(SUPPLIED DATA Opens)

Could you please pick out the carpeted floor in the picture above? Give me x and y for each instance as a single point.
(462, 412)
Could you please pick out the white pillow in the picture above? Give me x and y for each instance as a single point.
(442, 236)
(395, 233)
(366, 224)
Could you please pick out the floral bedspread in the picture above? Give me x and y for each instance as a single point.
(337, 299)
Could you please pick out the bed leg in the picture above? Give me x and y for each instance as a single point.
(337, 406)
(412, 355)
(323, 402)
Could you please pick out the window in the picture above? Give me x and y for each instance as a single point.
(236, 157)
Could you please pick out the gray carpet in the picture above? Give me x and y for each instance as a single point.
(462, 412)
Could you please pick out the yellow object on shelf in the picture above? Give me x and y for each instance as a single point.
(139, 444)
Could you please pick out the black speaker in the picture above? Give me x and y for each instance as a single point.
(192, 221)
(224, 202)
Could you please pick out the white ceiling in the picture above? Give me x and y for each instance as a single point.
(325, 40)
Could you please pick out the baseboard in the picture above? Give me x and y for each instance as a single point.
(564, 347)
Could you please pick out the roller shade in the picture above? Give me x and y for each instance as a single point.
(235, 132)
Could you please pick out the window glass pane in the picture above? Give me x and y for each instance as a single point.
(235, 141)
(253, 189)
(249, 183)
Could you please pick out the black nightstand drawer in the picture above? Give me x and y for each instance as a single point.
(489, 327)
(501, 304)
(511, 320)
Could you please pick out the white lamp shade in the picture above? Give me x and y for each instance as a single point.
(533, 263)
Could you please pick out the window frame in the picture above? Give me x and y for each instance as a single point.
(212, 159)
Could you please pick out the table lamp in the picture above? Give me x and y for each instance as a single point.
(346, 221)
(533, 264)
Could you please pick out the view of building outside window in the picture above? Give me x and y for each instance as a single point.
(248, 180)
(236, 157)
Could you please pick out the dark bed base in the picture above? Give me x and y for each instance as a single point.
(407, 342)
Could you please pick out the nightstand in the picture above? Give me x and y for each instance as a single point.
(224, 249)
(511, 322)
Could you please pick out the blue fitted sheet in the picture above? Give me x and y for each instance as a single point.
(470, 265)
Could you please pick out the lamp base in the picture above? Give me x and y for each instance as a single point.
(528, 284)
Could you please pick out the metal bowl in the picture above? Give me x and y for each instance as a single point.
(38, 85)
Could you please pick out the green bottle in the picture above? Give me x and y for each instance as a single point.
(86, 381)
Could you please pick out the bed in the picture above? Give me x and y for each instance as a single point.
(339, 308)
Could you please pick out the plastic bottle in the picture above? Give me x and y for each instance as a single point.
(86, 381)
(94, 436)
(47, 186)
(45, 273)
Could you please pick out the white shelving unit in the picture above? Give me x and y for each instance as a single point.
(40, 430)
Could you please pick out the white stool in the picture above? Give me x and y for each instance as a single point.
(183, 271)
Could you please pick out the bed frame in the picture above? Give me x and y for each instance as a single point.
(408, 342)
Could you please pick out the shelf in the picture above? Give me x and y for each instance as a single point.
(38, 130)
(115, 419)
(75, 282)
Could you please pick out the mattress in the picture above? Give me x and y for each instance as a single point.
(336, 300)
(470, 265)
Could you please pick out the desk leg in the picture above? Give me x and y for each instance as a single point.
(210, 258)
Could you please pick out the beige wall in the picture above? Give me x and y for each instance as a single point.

(SUPPLIED DATA Closes)

• **EXERCISE BRIEF**: Would you reproduce the full listing shown above, word for word?

• **ANSWER BOX**:
Could you please pick out the carpeted floor in the picture above? Give me x and y for each instance as a single point.
(462, 412)
Could you please pick out the white pillow in the picture above? Give me x and y for each instance as a single point.
(442, 236)
(395, 233)
(366, 224)
Could you please pick out the floral bedspread in the picture above? Give me x and y for each instance as a single point.
(337, 299)
Could you please pick out the bed leg in the picture above? Give me x and y for each instance as a single point.
(337, 406)
(412, 355)
(323, 402)
Could you please pick out the window in the picture above? Give me x and y for each instance as a single point.
(236, 157)
Could you please pick out the gray carpet in the picture above? Give me x and y for each instance as a single point.
(462, 412)
Could you please pick out the yellow object on shelf in the picture above? Give me x and y for each instance as a single point.
(139, 444)
Could you please pick out the black speaker in the picture above? Give me x and y for each instance as a single point.
(192, 221)
(224, 202)
Could you please pick out the white ceiling in the picture above? Give me x and y for each instance as a single point.
(325, 40)
Could you please pick out the baseboard in the picture above? Give me x and y for each instance as a single point.
(564, 347)
Could you please pick out the roller shade in the picture above? Give me x and y for each instance as a single point.
(235, 132)
Could you please pick out the window glass pane in the picture above? Give me x and y for each instance as a single point.
(235, 141)
(253, 189)
(249, 183)
Could you please pick out the black nightstand drawer in the picture above? Give me x and y for each instance as a single point.
(489, 327)
(501, 304)
(511, 320)
Could you please pick out the white lamp shade in the picture above? Give me x and y for each instance as a single point.
(533, 263)
Could you please pick out the window frame in the picture above? Give me x and y for each instance as a single point.
(212, 159)
Could you please pick out the table lamp in the picture above? Give me x and y for each instance as a single point.
(346, 221)
(533, 264)
Could you please pick out the view of building outside window in the picture above? Give me x and y for each instance as a single point.
(248, 180)
(236, 157)
Could you please pick out the dark bed base in the picture above? Give me x and y for each instance as a single point.
(407, 342)
Could you please pick out the nightstand in the picture above? Give me x and y for each instance as a single point.
(224, 249)
(511, 322)
Could you please pick out the blue fitted sheet in the picture above? Give me x and y for each instance as a single point.
(470, 265)
Could you please pick out the lamp base in the picture above? Give me x and y for each instance as a single point.
(528, 284)
Could you please pick out the metal bowl in the picture above? Give me x and y for each instance as a single point.
(38, 85)
Could you please pick out the green bottle in the picture above? Give me x and y for each instance as a single point.
(86, 381)
Could you please pick out the bed in the picture above? Give me x and y for each instance as a single point.
(339, 308)
Could you please pick out the plastic bottle in the picture above? Give me x and y for each instance as a single point.
(86, 381)
(94, 436)
(47, 186)
(45, 273)
Could you please pick out the white shelving unit in the picture above? Give me x and y for each instance as a single point.
(40, 430)
Could you please pick out the white stool in the picture above? Give me x and y for each instance as a single point.
(183, 271)
Could you please pick out the bed frame in the picture above? Give me x and y for each instance as a single point.
(408, 342)
Could you please pick out the shelf in the picture above? Give me x and y for each instance as a single point.
(38, 130)
(115, 419)
(75, 282)
Could you please pick out the mattress in the picture above? Give me x and y for each instance as a single point.
(336, 300)
(470, 265)
Could you please pick out the desk leg in the picture above? Give me x and y for each instance as a single point.
(210, 258)
Could you please pick out the beige wall in the picture above? Give me x and y for each instance as a single point.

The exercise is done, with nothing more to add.